PROVIDED ENTRIES |

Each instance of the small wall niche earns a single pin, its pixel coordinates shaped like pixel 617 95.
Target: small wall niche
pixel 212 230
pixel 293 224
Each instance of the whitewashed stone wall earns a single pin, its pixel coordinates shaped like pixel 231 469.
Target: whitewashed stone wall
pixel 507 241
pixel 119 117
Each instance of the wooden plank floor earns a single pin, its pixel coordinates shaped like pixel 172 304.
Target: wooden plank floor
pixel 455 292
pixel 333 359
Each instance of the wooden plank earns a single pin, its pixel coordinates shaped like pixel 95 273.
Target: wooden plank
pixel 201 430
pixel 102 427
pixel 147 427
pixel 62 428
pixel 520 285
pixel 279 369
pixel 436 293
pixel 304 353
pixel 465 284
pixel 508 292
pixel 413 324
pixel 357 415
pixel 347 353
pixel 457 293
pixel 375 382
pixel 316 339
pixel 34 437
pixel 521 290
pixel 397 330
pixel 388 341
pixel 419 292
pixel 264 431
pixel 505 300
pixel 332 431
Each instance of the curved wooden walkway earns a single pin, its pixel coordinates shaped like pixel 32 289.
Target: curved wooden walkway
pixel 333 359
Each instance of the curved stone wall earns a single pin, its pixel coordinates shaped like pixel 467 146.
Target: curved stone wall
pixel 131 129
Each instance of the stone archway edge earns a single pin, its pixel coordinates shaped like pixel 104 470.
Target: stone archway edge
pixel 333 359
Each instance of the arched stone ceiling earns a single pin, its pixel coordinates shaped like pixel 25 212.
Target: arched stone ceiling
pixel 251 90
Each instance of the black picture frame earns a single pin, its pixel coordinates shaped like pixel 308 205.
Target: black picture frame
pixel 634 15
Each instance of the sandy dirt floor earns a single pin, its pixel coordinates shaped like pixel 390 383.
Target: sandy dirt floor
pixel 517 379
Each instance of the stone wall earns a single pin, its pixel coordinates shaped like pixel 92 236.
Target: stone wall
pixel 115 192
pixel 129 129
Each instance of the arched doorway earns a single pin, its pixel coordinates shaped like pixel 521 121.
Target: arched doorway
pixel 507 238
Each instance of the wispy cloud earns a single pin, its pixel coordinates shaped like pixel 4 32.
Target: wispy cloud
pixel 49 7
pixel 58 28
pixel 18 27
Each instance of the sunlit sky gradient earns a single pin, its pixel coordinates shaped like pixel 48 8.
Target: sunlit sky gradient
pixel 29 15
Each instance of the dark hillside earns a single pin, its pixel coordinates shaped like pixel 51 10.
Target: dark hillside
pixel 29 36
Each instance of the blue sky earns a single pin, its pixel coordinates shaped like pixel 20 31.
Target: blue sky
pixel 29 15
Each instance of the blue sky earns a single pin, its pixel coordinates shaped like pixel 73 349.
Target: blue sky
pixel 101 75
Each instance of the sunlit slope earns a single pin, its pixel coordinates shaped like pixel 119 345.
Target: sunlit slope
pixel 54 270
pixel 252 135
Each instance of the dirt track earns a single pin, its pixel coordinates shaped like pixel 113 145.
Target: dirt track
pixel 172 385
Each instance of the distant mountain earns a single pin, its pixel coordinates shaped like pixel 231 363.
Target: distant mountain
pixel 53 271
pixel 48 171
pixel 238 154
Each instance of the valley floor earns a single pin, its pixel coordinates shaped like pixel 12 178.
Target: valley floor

THE REQUEST |
Rewrite the listing from its first line through the line with "pixel 119 117", putting "gets one pin" wherever "earns a single pin" appears and leaving everything else unchanged.

EXPECTED ANSWER |
Each instance of the small wall niche gets one pin, its pixel coordinates shaped like pixel 617 95.
Target: small wall niche
pixel 212 230
pixel 293 224
Each instance of the whitewashed stone wall gets one pin, its pixel coordinates shaped like pixel 231 469.
Target: whitewashed stone wall
pixel 507 241
pixel 119 117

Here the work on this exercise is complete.